- [YOUR INSTRUCTIONS] Substitute "would be ideal" for "would be perfect" in the stretch from the line containing "identify the woven" through the line containing "identify the cooked", and return only those lines with nothing else changed.

### DATA ENTRIES ###

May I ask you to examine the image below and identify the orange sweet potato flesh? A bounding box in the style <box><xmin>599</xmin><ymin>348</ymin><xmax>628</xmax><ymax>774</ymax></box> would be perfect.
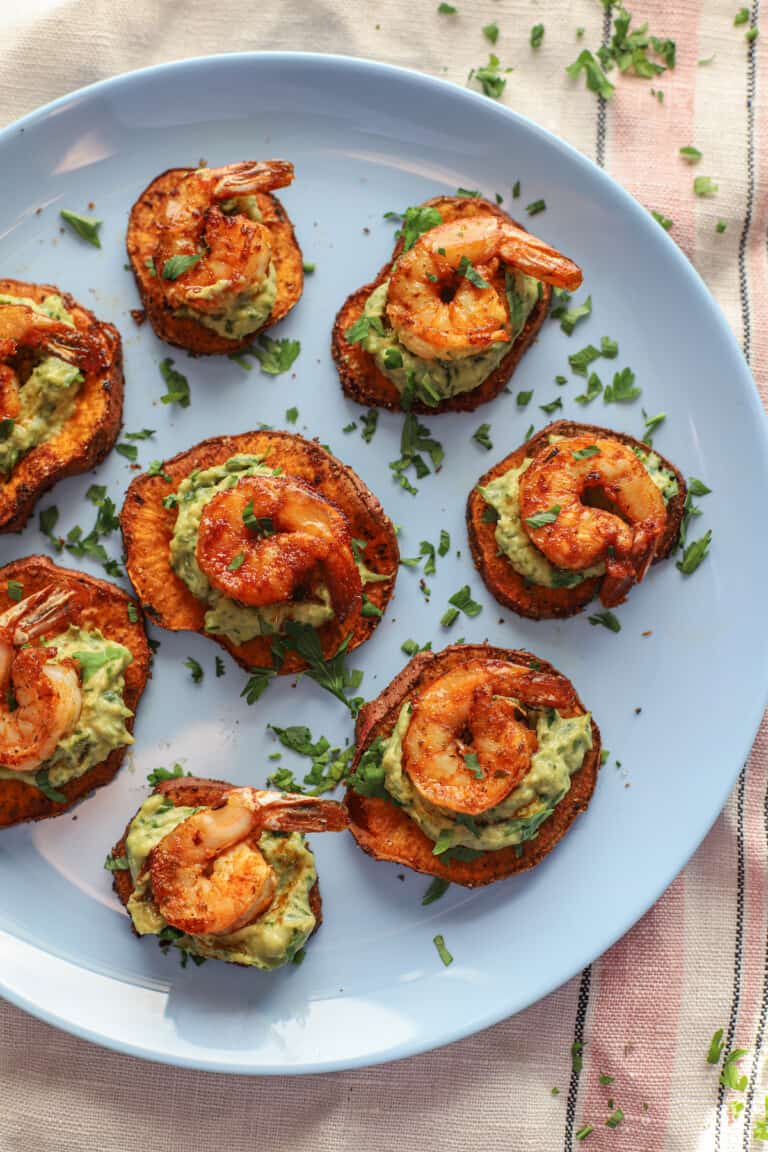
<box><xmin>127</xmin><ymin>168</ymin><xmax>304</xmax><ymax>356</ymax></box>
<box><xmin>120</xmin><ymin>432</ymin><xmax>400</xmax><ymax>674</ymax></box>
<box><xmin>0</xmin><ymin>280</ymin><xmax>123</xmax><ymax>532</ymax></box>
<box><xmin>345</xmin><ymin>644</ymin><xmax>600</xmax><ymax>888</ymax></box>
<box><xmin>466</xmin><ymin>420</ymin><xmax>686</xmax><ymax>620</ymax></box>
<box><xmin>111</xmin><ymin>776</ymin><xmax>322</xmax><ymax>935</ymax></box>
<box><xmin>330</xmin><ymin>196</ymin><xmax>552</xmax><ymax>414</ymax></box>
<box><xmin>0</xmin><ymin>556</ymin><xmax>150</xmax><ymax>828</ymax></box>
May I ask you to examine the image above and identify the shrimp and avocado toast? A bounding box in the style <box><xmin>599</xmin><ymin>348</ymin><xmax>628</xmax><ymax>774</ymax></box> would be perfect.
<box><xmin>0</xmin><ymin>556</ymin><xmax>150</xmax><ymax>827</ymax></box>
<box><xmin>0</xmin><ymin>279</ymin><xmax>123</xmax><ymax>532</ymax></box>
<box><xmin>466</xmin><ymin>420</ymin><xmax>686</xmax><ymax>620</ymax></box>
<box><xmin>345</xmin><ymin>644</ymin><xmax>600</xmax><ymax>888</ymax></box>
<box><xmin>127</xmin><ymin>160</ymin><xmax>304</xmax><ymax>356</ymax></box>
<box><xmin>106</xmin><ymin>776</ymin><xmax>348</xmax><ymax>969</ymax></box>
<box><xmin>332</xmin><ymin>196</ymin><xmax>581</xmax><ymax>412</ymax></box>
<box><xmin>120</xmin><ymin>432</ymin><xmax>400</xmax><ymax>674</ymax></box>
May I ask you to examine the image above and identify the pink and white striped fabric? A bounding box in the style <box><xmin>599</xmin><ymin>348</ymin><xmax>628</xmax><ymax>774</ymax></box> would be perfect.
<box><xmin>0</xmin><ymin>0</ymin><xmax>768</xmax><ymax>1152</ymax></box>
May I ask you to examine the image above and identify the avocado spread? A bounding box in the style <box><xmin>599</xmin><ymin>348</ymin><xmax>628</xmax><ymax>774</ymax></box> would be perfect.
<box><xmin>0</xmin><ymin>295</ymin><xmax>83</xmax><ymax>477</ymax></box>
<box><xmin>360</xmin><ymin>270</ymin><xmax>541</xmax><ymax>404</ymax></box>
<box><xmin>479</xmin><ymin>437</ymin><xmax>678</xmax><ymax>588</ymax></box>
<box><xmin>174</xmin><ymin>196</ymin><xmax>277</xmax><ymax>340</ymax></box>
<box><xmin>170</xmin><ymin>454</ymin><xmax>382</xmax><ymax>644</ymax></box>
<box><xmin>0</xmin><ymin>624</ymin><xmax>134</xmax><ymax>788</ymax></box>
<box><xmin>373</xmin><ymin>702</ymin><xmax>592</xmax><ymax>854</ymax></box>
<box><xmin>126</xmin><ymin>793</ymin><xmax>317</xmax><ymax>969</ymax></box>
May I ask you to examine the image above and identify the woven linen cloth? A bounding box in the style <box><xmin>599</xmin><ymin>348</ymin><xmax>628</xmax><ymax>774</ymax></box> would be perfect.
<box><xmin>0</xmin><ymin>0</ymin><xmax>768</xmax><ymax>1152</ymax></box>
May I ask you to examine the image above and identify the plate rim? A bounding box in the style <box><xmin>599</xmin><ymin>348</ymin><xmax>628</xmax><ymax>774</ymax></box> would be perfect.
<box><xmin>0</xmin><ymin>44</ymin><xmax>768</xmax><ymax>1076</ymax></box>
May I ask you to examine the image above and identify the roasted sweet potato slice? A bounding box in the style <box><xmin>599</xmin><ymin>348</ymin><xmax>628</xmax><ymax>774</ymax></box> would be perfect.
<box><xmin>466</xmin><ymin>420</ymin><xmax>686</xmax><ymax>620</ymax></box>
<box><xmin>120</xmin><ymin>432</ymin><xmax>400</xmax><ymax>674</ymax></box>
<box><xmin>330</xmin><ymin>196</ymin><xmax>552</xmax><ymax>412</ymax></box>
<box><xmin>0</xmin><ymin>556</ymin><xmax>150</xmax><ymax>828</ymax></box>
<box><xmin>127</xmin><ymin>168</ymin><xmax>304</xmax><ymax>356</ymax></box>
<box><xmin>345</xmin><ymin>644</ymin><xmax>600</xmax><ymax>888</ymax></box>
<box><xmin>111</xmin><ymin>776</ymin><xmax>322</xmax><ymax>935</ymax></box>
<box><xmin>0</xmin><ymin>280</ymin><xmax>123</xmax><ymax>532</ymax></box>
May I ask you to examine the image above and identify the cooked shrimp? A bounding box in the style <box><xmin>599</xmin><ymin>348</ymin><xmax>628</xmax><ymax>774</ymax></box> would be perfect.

###
### DATA ENTRIES ###

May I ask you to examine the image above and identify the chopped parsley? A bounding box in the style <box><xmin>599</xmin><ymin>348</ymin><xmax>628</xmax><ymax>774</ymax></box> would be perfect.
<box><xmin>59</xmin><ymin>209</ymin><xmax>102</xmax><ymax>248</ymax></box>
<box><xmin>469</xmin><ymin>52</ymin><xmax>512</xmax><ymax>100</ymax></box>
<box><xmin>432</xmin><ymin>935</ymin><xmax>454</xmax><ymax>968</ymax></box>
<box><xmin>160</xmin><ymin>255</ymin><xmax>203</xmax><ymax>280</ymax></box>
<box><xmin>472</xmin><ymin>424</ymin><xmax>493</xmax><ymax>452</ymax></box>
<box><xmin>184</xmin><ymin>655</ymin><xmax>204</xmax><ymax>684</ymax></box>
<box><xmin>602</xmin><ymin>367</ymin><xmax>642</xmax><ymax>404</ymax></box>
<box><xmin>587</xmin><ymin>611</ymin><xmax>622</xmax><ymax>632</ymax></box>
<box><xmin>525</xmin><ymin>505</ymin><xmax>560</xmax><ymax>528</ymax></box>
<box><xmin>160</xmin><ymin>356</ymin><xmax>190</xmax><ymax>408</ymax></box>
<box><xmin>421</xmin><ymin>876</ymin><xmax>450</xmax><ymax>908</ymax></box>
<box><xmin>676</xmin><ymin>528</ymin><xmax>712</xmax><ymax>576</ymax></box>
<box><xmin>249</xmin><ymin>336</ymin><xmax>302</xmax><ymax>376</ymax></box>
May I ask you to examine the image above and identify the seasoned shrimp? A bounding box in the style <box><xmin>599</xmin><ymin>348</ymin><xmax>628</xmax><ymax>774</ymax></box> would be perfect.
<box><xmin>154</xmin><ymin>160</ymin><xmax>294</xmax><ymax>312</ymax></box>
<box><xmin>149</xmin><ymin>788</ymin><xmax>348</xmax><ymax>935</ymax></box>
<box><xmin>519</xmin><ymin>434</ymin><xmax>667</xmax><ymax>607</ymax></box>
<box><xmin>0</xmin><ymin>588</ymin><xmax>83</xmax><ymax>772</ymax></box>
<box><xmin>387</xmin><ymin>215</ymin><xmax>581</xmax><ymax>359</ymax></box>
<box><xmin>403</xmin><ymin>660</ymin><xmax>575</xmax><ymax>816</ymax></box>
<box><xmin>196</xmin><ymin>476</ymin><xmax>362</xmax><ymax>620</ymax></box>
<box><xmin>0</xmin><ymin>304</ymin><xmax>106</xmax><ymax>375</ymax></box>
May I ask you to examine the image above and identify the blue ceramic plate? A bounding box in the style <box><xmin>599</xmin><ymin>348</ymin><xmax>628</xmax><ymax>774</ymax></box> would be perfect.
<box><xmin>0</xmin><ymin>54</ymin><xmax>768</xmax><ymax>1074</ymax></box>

###
### DATA ENTRIES ###

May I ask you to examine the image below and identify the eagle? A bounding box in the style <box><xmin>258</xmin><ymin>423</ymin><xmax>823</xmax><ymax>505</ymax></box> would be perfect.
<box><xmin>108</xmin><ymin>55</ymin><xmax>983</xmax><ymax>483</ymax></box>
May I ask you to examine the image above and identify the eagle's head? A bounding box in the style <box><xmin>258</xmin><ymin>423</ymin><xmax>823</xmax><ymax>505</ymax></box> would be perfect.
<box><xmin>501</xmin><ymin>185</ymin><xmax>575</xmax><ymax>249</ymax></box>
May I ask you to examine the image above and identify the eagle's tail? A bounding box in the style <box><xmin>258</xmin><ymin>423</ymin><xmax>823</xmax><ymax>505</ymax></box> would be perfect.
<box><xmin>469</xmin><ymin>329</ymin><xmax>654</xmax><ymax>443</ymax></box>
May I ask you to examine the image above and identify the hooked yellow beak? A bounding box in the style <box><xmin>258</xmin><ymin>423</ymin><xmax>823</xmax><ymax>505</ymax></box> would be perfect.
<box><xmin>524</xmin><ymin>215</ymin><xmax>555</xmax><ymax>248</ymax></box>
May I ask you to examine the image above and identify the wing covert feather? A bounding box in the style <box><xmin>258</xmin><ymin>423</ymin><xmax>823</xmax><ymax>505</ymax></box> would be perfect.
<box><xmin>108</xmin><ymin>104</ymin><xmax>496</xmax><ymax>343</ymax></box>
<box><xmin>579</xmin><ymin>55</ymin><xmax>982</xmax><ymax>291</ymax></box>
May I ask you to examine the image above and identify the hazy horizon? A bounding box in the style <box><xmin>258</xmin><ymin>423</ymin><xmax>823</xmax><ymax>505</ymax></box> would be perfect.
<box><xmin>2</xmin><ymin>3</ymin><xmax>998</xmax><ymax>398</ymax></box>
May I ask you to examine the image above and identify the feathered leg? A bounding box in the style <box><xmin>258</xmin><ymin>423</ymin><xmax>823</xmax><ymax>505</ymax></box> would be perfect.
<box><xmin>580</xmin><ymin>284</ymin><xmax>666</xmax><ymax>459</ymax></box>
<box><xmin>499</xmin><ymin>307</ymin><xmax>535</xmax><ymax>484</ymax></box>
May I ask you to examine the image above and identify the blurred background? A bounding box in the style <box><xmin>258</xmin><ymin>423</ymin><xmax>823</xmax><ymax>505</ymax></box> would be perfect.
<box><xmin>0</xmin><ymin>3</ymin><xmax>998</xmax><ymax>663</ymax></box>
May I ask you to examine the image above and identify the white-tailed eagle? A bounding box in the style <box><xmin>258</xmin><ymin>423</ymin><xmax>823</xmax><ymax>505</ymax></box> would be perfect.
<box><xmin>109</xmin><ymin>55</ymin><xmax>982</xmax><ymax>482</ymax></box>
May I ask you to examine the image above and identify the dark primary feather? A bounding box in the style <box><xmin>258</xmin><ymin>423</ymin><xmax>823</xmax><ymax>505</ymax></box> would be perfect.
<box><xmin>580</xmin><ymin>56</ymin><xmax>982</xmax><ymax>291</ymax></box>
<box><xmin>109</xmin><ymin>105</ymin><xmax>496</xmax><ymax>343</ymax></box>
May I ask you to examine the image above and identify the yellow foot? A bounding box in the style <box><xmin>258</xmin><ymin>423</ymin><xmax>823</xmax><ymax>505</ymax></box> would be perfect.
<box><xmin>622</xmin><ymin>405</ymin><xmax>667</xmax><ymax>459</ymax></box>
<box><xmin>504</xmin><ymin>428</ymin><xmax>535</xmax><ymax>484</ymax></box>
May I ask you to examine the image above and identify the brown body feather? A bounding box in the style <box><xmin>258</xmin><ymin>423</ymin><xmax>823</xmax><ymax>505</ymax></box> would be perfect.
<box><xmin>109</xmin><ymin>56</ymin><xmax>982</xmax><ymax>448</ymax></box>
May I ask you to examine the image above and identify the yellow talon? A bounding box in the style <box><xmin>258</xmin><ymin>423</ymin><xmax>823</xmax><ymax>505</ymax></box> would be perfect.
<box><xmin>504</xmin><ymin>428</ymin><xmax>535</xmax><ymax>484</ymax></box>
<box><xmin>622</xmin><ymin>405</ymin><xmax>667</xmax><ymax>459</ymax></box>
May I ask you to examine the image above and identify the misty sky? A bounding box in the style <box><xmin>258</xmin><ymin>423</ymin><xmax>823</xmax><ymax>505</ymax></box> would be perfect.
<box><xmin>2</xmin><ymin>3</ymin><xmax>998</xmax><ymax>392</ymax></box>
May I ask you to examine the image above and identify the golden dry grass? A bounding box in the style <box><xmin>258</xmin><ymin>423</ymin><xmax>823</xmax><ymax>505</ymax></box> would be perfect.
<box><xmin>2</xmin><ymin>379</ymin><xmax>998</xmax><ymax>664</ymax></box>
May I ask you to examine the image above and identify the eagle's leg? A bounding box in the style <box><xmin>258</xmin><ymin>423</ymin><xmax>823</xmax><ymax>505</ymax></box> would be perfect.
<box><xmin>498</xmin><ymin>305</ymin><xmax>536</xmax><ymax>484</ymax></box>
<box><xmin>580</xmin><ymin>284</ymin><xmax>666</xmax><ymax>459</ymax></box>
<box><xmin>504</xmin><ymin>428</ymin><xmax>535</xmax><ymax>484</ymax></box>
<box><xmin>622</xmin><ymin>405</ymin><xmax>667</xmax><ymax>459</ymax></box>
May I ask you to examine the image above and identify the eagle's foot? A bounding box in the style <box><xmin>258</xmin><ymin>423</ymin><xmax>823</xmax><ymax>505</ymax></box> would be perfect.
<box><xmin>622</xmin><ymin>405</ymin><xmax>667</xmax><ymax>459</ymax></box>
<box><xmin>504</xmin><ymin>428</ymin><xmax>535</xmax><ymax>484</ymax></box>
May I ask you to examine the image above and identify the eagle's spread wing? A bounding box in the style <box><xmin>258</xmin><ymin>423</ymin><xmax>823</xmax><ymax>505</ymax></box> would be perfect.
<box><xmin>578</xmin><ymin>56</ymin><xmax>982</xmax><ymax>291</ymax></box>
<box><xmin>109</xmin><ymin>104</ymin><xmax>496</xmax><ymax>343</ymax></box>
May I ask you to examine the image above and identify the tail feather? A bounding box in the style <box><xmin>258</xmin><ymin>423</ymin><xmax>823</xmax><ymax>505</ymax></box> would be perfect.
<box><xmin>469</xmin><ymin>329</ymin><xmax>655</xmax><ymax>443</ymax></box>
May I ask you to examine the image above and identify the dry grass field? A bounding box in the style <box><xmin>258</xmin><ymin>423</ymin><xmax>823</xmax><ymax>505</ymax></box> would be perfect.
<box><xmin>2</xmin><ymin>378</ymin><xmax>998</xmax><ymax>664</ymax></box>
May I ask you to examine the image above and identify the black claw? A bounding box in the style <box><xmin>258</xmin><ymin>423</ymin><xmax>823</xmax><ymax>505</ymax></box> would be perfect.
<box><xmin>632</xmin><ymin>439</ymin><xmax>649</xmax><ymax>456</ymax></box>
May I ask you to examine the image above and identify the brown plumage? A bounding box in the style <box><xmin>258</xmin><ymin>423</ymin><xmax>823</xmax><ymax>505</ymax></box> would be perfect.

###

- [RESPONSE]
May I ask you to examine the image above and identify the woven linen cloth? A bounding box in the style <box><xmin>599</xmin><ymin>348</ymin><xmax>628</xmax><ymax>774</ymax></box> would be ideal.
<box><xmin>0</xmin><ymin>0</ymin><xmax>768</xmax><ymax>1152</ymax></box>
May I ask you to examine the image above and identify the plate rim? A bounding box in the style <box><xmin>599</xmin><ymin>348</ymin><xmax>628</xmax><ymax>774</ymax></box> would be ideal.
<box><xmin>0</xmin><ymin>44</ymin><xmax>768</xmax><ymax>1076</ymax></box>
May I ask you to examine the image above and identify the roasted sweet potato slice? A bounding box in the style <box><xmin>599</xmin><ymin>348</ymin><xmax>628</xmax><ymax>774</ymax></box> would be ideal.
<box><xmin>466</xmin><ymin>420</ymin><xmax>686</xmax><ymax>620</ymax></box>
<box><xmin>120</xmin><ymin>432</ymin><xmax>400</xmax><ymax>674</ymax></box>
<box><xmin>330</xmin><ymin>196</ymin><xmax>552</xmax><ymax>412</ymax></box>
<box><xmin>0</xmin><ymin>556</ymin><xmax>150</xmax><ymax>828</ymax></box>
<box><xmin>127</xmin><ymin>168</ymin><xmax>304</xmax><ymax>356</ymax></box>
<box><xmin>345</xmin><ymin>644</ymin><xmax>600</xmax><ymax>888</ymax></box>
<box><xmin>111</xmin><ymin>776</ymin><xmax>322</xmax><ymax>935</ymax></box>
<box><xmin>0</xmin><ymin>280</ymin><xmax>123</xmax><ymax>532</ymax></box>
May I ask you to examine the image above and identify the cooked shrimp? A bounding box in the style <box><xmin>599</xmin><ymin>348</ymin><xmax>628</xmax><ymax>774</ymax></box> would be ideal.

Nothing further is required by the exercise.